▶ Data excerpts
+===+

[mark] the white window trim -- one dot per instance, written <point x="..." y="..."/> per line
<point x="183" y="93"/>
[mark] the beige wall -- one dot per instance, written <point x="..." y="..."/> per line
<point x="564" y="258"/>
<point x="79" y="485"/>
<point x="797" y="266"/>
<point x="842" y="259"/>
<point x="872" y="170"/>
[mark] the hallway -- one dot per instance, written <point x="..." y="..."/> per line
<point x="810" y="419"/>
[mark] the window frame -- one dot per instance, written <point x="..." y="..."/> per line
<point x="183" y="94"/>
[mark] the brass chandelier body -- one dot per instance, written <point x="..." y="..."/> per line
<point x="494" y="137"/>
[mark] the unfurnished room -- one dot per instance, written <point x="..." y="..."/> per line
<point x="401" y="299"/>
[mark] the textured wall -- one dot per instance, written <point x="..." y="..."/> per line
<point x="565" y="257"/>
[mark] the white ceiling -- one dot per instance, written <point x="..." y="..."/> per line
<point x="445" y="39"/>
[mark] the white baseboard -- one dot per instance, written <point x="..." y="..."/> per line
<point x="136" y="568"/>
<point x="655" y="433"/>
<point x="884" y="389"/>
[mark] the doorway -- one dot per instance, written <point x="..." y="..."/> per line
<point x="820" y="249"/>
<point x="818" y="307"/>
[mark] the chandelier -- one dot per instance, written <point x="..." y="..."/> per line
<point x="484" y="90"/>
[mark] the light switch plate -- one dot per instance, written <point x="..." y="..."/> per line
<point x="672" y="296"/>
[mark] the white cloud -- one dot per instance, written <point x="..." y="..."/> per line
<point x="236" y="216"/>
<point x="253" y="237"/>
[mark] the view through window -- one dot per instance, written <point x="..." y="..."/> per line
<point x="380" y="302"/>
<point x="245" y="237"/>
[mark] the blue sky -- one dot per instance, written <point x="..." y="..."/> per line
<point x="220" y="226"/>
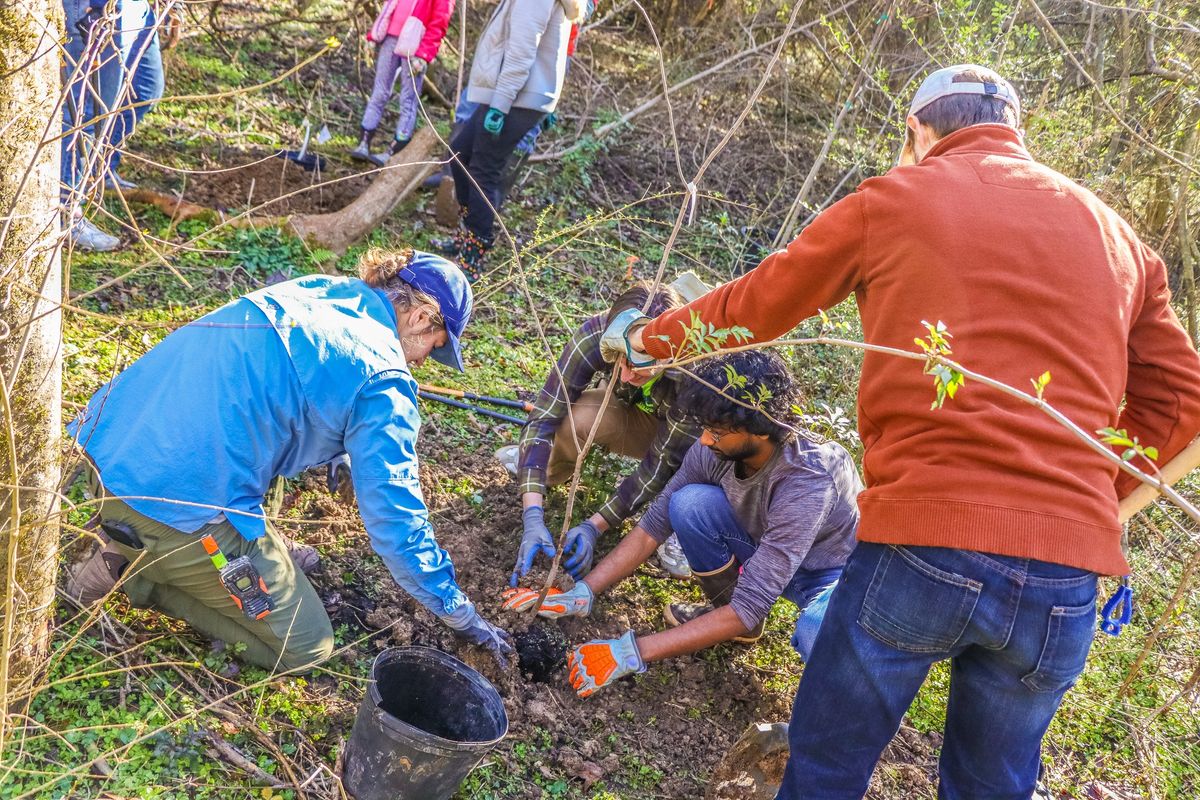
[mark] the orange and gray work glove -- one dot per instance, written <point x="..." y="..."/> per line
<point x="576" y="602"/>
<point x="601" y="661"/>
<point x="615" y="340"/>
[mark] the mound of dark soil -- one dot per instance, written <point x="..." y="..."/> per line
<point x="679" y="719"/>
<point x="281" y="185"/>
<point x="541" y="651"/>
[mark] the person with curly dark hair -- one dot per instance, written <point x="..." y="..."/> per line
<point x="763" y="510"/>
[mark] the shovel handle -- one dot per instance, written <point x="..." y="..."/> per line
<point x="1175" y="469"/>
<point x="473" y="396"/>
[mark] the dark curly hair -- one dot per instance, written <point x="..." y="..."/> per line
<point x="756" y="378"/>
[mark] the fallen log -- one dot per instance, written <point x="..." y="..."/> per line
<point x="335" y="230"/>
<point x="173" y="206"/>
<point x="403" y="174"/>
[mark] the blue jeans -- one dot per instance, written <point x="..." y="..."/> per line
<point x="1017" y="632"/>
<point x="711" y="535"/>
<point x="142" y="60"/>
<point x="94" y="76"/>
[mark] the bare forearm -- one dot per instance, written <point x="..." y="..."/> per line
<point x="619" y="564"/>
<point x="718" y="625"/>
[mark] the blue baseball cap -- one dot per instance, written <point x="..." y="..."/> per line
<point x="445" y="282"/>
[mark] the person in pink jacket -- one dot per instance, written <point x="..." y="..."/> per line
<point x="409" y="35"/>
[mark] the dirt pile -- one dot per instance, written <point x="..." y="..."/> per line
<point x="671" y="726"/>
<point x="271" y="186"/>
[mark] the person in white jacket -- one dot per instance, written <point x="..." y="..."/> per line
<point x="516" y="79"/>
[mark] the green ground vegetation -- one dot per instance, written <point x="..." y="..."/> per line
<point x="133" y="704"/>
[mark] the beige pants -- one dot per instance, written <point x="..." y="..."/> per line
<point x="174" y="576"/>
<point x="623" y="429"/>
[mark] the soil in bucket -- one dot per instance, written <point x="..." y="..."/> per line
<point x="541" y="651"/>
<point x="420" y="695"/>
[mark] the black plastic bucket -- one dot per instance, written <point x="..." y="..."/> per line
<point x="426" y="721"/>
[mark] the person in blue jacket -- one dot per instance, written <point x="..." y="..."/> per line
<point x="183" y="445"/>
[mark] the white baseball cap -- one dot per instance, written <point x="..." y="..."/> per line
<point x="942" y="84"/>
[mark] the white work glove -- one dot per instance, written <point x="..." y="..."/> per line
<point x="615" y="341"/>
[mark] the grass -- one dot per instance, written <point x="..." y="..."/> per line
<point x="145" y="731"/>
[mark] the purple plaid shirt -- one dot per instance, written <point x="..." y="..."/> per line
<point x="577" y="367"/>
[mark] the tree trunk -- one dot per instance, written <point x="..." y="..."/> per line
<point x="30" y="342"/>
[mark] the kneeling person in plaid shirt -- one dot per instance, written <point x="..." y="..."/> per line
<point x="762" y="510"/>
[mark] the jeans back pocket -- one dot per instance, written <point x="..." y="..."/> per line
<point x="916" y="607"/>
<point x="1065" y="653"/>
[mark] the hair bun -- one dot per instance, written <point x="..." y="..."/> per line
<point x="378" y="266"/>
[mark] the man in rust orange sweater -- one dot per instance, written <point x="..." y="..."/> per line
<point x="984" y="524"/>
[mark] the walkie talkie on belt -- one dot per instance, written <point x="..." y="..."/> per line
<point x="241" y="581"/>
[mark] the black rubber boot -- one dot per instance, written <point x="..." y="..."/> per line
<point x="718" y="587"/>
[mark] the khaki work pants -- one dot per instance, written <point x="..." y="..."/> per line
<point x="623" y="429"/>
<point x="174" y="576"/>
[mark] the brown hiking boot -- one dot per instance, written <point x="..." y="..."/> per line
<point x="718" y="587"/>
<point x="96" y="576"/>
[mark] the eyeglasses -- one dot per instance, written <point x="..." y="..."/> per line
<point x="717" y="437"/>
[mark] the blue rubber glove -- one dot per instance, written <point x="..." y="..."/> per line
<point x="601" y="661"/>
<point x="615" y="341"/>
<point x="537" y="539"/>
<point x="469" y="625"/>
<point x="579" y="548"/>
<point x="493" y="121"/>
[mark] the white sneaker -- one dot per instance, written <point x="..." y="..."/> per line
<point x="673" y="560"/>
<point x="508" y="456"/>
<point x="89" y="238"/>
<point x="114" y="182"/>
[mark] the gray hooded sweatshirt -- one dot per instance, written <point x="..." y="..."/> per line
<point x="521" y="58"/>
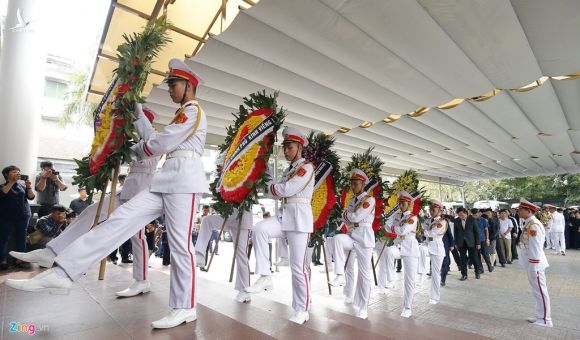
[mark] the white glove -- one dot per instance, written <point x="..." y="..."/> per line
<point x="139" y="111"/>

+===+

▶ What to do
Copy out, word for word, the entries from the line that contains "[mark] the blue rubber" through the last line of the entries, including both. Leave the pictures out.

▶ Result for this exercise
[mark] the blue rubber glove -- one dot per instance, written <point x="..." y="..."/> per line
<point x="601" y="661"/>
<point x="615" y="341"/>
<point x="537" y="539"/>
<point x="469" y="625"/>
<point x="579" y="548"/>
<point x="493" y="121"/>
[mark] the white sneaker -- one dot per instance, written <point x="..." y="..."/> per line
<point x="673" y="560"/>
<point x="508" y="456"/>
<point x="89" y="238"/>
<point x="114" y="182"/>
[mark] the gray hooded sweatshirt -- one dot per instance, written <point x="..." y="..."/> per line
<point x="521" y="58"/>
[mark] the white glove -- one dot per instance, written <point x="..." y="..."/> per line
<point x="139" y="111"/>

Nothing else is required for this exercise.